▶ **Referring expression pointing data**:

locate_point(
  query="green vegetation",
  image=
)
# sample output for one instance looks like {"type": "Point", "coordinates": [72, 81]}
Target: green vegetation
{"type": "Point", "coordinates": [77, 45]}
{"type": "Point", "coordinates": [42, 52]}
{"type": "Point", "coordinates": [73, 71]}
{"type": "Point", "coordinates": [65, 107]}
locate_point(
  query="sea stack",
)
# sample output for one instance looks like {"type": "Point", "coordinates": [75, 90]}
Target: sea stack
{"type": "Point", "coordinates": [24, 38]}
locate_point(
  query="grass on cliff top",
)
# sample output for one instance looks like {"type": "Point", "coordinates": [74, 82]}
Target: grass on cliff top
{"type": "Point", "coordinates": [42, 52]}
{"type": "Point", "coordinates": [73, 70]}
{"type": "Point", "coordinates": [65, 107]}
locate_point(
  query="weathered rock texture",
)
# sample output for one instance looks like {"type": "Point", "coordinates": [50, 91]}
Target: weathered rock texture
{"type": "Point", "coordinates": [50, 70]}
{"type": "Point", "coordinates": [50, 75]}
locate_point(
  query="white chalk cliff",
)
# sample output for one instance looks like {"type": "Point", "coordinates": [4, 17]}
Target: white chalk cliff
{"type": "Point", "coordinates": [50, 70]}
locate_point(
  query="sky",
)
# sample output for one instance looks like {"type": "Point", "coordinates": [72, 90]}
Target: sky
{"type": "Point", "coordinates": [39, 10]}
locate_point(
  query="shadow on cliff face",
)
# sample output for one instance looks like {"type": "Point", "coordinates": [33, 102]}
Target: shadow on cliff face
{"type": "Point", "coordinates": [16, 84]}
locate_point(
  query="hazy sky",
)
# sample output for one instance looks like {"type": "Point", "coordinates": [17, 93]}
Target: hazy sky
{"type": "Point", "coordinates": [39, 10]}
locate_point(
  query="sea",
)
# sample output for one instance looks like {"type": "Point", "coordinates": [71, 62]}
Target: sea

▶ **What to work on**:
Search the entries above for lines containing the word "query", and copy each one.

▶ **Response box**:
  query="green vegetation",
  query="sea stack",
  query="grass on cliff top",
  query="weathered rock texture",
  query="white chalk cliff",
  query="sky",
  query="shadow on cliff face",
  query="hazy sky",
  query="sea",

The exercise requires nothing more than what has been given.